----- SUPPLIED MATERIAL
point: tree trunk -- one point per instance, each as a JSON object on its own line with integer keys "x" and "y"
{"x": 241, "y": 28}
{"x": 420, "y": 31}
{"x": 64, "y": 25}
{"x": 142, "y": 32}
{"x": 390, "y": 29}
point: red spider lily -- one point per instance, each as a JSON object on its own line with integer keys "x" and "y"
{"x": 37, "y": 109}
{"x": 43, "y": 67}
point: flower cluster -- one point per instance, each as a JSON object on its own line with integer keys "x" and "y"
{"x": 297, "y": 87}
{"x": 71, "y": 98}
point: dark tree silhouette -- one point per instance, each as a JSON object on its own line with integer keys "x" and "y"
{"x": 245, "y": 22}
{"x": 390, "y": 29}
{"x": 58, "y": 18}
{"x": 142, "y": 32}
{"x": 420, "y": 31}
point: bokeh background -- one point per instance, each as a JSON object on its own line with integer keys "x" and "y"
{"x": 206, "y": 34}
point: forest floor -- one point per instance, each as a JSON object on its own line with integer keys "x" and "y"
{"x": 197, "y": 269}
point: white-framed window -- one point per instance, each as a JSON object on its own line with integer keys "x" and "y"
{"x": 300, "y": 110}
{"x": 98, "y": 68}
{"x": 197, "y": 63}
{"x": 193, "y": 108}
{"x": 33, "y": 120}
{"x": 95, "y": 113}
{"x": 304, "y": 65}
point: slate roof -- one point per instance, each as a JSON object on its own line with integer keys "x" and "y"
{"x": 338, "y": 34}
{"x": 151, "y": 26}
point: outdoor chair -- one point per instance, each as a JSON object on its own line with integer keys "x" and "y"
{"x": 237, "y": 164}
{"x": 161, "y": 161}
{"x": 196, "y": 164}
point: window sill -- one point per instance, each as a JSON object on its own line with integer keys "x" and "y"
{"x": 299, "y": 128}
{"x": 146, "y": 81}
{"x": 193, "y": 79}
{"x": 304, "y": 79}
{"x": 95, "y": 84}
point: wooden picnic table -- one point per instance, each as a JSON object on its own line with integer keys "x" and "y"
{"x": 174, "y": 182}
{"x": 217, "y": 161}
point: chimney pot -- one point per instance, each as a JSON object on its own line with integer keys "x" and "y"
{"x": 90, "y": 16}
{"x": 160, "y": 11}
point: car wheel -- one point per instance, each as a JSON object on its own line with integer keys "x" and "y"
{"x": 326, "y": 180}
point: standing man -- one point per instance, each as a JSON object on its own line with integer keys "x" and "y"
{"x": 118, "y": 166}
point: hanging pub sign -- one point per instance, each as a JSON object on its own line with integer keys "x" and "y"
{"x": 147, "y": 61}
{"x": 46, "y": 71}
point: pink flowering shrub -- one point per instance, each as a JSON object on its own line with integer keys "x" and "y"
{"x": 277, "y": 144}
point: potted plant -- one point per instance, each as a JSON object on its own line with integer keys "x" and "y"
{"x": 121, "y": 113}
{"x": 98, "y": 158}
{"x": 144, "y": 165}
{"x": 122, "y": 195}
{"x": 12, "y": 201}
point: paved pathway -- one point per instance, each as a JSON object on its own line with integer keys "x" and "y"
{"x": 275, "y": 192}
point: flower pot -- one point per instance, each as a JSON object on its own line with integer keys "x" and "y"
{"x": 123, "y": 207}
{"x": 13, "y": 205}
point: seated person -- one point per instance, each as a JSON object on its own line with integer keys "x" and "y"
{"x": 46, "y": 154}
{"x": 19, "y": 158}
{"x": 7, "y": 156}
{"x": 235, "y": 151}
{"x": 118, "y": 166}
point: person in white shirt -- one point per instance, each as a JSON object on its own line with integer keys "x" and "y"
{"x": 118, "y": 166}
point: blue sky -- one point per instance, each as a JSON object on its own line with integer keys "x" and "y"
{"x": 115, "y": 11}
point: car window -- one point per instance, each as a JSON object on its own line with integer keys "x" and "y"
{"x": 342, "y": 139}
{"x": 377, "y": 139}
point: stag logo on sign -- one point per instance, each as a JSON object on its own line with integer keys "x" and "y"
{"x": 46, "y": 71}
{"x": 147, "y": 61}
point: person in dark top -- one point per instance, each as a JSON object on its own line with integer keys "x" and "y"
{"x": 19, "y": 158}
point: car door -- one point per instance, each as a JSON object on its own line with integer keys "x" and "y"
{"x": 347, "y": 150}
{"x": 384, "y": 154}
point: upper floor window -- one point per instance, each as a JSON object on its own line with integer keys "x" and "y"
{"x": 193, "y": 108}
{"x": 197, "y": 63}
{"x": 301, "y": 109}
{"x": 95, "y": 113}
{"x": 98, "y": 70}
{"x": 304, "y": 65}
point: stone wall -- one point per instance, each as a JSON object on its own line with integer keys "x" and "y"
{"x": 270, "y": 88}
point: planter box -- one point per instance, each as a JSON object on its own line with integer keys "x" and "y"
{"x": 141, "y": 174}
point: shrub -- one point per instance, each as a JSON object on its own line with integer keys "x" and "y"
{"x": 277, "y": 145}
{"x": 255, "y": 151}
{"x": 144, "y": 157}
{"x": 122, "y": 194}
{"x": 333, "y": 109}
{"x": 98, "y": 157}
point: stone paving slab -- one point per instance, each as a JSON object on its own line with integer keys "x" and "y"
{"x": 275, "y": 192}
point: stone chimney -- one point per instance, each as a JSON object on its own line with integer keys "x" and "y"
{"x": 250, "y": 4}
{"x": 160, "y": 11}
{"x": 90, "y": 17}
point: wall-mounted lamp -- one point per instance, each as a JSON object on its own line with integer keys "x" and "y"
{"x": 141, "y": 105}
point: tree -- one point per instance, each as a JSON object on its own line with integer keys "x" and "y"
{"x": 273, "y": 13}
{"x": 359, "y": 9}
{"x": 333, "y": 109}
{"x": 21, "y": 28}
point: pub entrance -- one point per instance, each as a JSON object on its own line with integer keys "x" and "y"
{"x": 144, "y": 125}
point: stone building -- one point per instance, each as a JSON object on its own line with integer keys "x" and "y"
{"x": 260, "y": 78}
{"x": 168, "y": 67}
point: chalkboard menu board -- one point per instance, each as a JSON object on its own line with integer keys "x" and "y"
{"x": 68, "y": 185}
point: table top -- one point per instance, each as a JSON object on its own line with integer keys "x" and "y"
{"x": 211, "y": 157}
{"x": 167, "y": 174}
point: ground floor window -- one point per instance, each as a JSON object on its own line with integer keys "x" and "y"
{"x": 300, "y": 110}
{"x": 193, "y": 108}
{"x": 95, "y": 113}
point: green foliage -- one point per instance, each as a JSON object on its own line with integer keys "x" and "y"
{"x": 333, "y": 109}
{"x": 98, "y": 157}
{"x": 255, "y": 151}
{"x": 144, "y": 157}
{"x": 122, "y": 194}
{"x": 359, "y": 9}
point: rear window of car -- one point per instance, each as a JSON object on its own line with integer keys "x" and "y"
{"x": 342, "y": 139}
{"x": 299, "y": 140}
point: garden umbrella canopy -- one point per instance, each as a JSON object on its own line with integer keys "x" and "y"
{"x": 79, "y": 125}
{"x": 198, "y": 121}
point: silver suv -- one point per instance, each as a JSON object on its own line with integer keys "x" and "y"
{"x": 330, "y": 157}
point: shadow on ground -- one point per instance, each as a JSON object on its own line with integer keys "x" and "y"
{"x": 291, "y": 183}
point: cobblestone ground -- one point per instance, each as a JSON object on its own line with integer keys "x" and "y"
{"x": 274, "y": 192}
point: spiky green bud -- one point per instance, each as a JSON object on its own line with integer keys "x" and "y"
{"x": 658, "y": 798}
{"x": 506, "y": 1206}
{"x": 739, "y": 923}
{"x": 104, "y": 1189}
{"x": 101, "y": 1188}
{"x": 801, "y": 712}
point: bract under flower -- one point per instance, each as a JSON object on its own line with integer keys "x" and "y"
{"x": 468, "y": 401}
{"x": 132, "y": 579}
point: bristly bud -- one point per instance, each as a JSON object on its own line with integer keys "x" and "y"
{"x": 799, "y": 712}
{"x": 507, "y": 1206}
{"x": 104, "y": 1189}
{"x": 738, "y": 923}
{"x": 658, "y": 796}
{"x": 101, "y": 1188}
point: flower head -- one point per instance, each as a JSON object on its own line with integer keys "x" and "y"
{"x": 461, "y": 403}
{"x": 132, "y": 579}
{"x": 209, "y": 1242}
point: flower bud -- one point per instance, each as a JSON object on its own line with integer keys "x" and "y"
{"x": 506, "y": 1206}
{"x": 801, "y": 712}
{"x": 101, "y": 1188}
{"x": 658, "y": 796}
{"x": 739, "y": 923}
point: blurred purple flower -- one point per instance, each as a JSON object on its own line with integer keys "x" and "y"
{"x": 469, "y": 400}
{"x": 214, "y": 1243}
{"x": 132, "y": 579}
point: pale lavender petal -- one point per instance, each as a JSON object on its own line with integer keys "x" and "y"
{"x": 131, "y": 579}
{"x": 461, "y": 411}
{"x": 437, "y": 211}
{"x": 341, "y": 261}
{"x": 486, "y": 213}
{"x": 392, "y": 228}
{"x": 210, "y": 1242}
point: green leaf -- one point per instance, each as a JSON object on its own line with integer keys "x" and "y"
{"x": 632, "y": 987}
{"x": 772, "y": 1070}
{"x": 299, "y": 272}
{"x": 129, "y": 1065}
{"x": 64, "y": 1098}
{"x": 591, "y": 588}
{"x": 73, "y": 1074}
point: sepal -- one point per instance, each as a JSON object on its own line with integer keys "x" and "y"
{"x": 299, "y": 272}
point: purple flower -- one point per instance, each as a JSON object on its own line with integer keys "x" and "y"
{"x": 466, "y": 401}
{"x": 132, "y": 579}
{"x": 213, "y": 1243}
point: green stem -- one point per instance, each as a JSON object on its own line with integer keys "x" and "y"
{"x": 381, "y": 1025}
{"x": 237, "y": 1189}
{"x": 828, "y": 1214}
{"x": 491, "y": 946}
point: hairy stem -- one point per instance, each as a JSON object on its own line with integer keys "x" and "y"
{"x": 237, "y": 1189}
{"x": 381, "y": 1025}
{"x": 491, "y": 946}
----------
Can you format the records as a Markdown table, starting at the line that contains "point: hairy stem" and ending at the end of the records, with blank lines left out? Use a "Row" column for the row number and a "Line" column for the line itself.

| Row | Line |
|---|---|
| 1 | point: hairy stem -- one point per instance, each as a JSON object on its own line with integer keys "x" and "y" |
| 2 | {"x": 237, "y": 1189} |
| 3 | {"x": 381, "y": 1025} |
| 4 | {"x": 491, "y": 946} |